__Aufgaben__
[a] Erkläre anhand des Textes über die Rücktritte bei Türkiyemspor, was als erster Anlass für die Veränderungen im Aufsichtsrat genannt wird.
[b] Gib aus dem Text über die Rücktritte bei Türkiyemspor den Abschnitt von „Zwei Rücktritte im“ bis einschließlich „1. November an.“ wortgetreu aus.
[c] Fasse den Absatz, der mit „Erster Anlass dafür“ beginnt, aus dem Text über die Rücktritte bei Türkiyemspor kürzer als Liste zusammen und behalte dabei die wichtigsten Fakten bei.

__Lesetext__
——

Zwei Rücktritte im Aufsichtsrat des Fußballvereins Türkiyemspor
Erster Anlass dafür war der Austritt von Jörg Steinert aus dem Aufsichtsrat und gleichzeitig aus dem Verein. Steinert, Geschäftsführer des Lesben- und Schwulenverbandes Berlin-Brandenburg (LSVD) war seit drei Jahren Mitglied des Kontrollgremiums. Im folgt jetzt der Aufsichtsratsvorsitzende Robert Schaddach. Der SPD-Politiker kündigte jetzt seinen Rückzug zum 1. November an.

——

__Vorliegende Angaben__
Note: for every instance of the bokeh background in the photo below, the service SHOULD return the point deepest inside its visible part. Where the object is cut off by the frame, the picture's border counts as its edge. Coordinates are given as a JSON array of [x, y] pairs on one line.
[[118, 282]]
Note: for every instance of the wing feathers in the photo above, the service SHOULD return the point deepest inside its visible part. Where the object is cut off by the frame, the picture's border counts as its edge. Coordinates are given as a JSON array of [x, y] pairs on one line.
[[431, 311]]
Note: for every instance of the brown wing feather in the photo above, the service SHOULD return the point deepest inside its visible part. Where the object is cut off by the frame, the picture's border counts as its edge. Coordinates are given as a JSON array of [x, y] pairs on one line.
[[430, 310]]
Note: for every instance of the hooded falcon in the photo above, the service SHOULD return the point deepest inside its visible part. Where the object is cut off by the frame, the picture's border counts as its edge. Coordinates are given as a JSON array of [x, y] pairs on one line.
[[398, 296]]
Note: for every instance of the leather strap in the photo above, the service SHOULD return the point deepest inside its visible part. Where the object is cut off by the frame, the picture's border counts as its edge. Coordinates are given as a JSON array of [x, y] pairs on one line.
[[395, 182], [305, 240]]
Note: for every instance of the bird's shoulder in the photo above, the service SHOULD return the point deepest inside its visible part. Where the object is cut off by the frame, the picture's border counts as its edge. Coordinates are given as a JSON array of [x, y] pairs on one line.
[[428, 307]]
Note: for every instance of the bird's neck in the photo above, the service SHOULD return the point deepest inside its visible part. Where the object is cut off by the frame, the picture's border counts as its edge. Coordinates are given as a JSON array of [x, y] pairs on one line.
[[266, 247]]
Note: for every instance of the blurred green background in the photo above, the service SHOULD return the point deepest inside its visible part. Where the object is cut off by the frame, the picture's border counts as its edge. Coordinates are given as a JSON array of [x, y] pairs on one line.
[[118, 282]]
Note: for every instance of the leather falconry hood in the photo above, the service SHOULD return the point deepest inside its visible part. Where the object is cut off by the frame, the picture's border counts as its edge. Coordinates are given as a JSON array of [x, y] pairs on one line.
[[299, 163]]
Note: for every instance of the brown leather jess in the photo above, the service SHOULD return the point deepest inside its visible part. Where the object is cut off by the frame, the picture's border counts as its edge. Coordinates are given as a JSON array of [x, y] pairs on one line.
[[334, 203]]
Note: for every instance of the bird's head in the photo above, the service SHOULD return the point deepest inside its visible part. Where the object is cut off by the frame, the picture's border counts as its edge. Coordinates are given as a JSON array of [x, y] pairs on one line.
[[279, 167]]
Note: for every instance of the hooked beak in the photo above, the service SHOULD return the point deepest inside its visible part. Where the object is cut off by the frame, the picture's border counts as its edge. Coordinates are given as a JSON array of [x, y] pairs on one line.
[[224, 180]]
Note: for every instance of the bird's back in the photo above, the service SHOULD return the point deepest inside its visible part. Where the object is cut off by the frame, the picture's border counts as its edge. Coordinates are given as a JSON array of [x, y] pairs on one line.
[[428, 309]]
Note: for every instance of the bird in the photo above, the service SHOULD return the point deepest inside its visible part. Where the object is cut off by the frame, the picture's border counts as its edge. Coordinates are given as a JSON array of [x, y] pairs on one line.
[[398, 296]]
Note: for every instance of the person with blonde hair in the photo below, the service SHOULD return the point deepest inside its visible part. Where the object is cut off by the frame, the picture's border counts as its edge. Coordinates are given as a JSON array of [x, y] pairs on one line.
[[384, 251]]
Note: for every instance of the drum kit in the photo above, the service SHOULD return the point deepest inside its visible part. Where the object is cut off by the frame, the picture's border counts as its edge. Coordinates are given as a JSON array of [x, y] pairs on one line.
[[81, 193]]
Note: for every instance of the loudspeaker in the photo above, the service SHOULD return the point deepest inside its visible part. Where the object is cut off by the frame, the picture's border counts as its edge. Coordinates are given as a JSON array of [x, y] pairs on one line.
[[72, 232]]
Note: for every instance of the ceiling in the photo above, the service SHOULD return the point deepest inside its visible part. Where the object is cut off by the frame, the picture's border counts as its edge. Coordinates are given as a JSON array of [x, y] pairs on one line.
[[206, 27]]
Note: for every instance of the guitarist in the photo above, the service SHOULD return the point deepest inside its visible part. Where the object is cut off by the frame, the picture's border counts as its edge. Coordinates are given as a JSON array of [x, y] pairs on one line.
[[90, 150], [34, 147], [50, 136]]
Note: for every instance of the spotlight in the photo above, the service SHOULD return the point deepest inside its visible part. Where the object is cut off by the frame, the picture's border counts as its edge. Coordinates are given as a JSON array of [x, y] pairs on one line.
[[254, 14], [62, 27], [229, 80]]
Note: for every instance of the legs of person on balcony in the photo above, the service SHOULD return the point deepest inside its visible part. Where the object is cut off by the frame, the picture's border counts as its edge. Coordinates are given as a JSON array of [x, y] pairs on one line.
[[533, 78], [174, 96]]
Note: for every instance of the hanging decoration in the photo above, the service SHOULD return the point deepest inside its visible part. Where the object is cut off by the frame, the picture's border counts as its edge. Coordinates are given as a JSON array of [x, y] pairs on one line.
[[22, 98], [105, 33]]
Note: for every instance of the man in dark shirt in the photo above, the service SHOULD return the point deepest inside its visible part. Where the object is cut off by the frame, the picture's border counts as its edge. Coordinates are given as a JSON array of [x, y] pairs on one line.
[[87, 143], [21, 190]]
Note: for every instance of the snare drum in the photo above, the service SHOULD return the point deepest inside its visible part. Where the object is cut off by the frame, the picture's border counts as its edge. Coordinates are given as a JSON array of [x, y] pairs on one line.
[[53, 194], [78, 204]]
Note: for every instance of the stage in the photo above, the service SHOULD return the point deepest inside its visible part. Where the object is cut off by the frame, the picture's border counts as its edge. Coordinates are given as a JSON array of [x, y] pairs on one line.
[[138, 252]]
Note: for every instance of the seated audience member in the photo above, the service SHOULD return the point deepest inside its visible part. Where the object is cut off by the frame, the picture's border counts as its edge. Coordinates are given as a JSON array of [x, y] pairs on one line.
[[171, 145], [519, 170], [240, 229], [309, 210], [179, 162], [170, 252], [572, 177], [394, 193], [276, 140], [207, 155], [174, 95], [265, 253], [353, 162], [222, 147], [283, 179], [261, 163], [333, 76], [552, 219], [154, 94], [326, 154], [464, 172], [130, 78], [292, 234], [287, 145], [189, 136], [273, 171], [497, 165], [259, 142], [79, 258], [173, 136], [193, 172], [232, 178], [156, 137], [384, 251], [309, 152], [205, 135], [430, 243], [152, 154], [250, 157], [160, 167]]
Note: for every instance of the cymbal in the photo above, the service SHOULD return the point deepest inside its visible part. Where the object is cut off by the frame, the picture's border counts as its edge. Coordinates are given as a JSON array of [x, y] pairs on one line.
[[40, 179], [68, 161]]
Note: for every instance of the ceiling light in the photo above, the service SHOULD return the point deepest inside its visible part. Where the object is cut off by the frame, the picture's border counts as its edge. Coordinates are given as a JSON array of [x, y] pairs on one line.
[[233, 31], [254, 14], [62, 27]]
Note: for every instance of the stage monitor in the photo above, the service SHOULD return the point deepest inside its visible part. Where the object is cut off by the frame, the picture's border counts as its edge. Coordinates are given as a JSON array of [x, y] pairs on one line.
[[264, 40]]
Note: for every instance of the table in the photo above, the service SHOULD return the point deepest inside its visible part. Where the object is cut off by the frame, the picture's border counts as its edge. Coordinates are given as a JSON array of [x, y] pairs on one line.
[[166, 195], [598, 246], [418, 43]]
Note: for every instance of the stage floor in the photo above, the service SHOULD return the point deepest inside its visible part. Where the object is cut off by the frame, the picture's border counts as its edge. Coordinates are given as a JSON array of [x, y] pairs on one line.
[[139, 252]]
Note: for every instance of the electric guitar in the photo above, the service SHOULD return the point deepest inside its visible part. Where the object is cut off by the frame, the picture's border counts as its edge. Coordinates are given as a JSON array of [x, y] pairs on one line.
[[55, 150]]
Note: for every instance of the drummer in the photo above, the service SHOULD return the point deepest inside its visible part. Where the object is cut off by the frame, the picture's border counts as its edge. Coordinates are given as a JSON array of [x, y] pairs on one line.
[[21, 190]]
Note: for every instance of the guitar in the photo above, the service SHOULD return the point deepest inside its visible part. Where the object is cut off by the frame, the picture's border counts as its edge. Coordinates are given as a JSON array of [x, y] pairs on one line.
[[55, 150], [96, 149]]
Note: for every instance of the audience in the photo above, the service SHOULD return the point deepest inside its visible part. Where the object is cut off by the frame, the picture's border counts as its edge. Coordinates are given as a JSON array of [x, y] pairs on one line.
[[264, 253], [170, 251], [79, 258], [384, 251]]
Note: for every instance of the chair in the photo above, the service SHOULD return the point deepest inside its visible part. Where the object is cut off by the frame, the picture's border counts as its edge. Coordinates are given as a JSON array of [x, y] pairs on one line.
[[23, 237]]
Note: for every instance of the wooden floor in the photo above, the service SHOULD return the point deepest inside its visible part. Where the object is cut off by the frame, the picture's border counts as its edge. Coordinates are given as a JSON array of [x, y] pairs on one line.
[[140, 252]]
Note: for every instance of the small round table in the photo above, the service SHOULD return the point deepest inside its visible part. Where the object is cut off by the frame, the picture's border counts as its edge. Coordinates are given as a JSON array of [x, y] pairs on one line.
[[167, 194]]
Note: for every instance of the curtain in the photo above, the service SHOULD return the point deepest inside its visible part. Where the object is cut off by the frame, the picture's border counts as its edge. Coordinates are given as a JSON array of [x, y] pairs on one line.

——

__Lösungen__
[a] Als erster Anlass wird der Austritt von Jörg Steinert genannt, der den Aufsichtsrat und zugleich den Verein verlassen hat.

[b]
Zwei Rücktritte im Aufsichtsrat des Fußballvereins Türkiyemspor
Erster Anlass dafür war der Austritt von Jörg Steinert aus dem Aufsichtsrat und gleichzeitig aus dem Verein. Steinert, Geschäftsführer des Lesben- und Schwulenverbandes Berlin-Brandenburg (LSVD) war seit drei Jahren Mitglied des Kontrollgremiums. Im folgt jetzt der Aufsichtsratsvorsitzende Robert Schaddach. Der SPD-Politiker kündigte jetzt seinen Rückzug zum 1. November an.

[c]
- Erster Anlass: Jörg Steinert ist aus dem Aufsichtsrat und zugleich aus dem Verein ausgetreten.
- Steinert ist Geschäftsführer des Lesben- und Schwulenverbandes Berlin-Brandenburg (LSVD) und war drei Jahre Mitglied des Kontrollgremiums.
- Der Aufsichtsratsvorsitzende Robert Schaddach, SPD-Politiker, folgt ihm und hat seinen Rückzug zum 1. November angekündigt.